Your goal: Beginning at the line that contains "Please point out the side" and ending at the last line of the entries, write out each line exactly; include nothing outside that span.

>> BEGIN Material for the task

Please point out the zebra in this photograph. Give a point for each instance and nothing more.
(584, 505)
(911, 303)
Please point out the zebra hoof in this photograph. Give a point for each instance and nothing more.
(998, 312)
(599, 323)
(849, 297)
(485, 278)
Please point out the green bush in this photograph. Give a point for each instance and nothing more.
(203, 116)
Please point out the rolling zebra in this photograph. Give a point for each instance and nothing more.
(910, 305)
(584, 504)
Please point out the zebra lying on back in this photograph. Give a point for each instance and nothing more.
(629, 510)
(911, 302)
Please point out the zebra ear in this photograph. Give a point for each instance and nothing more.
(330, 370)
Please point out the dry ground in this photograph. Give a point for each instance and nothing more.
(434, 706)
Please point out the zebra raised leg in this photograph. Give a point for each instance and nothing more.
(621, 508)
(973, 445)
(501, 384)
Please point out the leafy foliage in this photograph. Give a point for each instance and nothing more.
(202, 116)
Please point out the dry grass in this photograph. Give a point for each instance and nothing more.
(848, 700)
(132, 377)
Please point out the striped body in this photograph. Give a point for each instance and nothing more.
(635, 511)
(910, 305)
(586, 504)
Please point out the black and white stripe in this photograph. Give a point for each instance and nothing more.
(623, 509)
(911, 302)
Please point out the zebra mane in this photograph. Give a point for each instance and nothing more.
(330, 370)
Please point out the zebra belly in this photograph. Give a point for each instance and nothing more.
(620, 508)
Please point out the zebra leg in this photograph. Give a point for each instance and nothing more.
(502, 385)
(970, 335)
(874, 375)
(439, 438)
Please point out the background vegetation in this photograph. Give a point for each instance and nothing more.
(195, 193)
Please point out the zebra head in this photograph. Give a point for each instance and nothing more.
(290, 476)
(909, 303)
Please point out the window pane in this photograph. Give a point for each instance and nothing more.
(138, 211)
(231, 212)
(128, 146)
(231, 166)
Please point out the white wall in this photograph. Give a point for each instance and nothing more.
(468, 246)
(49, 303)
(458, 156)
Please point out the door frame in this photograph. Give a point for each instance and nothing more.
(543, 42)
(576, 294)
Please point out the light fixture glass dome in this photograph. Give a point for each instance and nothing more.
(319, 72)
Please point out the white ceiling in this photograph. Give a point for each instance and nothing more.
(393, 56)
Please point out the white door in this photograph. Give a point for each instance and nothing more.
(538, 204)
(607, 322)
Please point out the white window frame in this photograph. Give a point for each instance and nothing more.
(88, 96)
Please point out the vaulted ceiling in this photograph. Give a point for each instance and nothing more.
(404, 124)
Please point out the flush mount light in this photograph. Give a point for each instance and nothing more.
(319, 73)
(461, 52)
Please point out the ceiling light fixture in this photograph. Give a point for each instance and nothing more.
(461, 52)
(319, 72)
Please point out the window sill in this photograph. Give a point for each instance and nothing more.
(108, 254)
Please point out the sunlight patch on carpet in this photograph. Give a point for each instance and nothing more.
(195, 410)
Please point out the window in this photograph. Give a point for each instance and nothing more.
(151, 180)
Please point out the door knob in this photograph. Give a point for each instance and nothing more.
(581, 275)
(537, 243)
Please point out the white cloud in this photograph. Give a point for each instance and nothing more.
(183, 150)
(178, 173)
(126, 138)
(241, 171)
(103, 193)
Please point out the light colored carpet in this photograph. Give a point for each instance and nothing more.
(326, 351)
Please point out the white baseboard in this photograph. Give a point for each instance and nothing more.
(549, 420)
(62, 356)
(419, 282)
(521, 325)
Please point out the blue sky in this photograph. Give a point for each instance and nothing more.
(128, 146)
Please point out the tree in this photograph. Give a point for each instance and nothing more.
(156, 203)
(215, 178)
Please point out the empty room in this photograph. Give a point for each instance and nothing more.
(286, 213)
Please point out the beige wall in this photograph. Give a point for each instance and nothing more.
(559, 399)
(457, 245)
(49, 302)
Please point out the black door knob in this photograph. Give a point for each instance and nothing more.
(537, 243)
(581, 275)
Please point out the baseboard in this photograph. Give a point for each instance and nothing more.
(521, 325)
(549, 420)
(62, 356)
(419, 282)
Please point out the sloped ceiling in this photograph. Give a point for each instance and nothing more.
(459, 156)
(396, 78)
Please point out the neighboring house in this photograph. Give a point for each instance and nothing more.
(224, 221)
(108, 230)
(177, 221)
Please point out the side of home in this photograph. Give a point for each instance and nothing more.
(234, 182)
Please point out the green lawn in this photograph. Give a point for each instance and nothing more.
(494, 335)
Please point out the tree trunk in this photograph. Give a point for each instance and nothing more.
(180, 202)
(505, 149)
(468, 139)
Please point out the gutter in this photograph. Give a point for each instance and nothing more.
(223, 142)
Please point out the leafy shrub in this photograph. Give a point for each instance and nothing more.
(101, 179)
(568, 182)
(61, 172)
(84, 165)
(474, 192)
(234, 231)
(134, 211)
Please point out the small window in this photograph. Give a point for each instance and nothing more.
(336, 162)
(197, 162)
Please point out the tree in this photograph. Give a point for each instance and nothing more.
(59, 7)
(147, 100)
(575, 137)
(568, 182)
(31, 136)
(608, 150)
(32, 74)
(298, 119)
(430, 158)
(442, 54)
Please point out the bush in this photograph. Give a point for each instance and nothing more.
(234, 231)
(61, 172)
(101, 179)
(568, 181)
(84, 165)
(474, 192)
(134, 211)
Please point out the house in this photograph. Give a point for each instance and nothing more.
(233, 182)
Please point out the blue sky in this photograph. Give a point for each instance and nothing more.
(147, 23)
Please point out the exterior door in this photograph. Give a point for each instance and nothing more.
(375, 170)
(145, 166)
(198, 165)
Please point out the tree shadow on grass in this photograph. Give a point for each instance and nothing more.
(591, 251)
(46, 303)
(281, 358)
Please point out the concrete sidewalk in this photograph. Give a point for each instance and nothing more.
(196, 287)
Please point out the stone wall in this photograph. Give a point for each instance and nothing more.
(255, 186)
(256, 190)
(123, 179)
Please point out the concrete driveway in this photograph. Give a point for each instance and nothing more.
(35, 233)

>> END Material for the task

Solution to this task:
Please point out the side of home in this photograph. Give a point for each instance and nothing more.
(234, 182)
Please point out the green lawn in this photograph. Give a point for each instance and nothing more.
(494, 335)
Please point out the tree trunk in this photograph. Give a point for each instance and nothing more.
(180, 202)
(505, 149)
(468, 139)
Please point out the gutter in this photograph. Give a point for each instance and nothing more.
(223, 142)
Please point out the leafy shrub in this photograph. Give a point for each instance and nothing more.
(101, 179)
(568, 182)
(61, 172)
(84, 165)
(474, 192)
(234, 231)
(134, 211)
Please point out the small window in this photograph. Give a point for each instance and nothing more.
(336, 162)
(197, 162)
Please point out the tree in this photograph. Give a point for each instance and nothing more.
(59, 7)
(147, 100)
(575, 137)
(568, 182)
(31, 136)
(608, 150)
(32, 74)
(298, 119)
(430, 158)
(442, 54)
Please point out the bush in this photograph. Give a point for each instance and nothing more.
(234, 231)
(61, 172)
(101, 179)
(568, 181)
(84, 165)
(474, 192)
(134, 211)
Please point out the house in this photograph. Give a point for each instance and nothing more.
(233, 182)
Please point out the blue sky in this photograph. Give a point for each instance and nothing more.
(147, 23)
Please point out the exterior door in this photograph. Give a point for each instance and nothing more.
(375, 170)
(145, 166)
(198, 165)
Please point out the tree shadow on grass in this photograph. Give a point for each instance and nothing more.
(591, 251)
(46, 303)
(281, 358)
Please point out the concrete sidewalk in this photograph. Give a point for each instance and nothing more.
(196, 287)
Please point out the stone wall in this photograph. Give a point for each instance and nothing more.
(255, 186)
(256, 190)
(123, 179)
Please point out the concrete driveway in this photograph. Give a point for each instance and nothing more.
(35, 233)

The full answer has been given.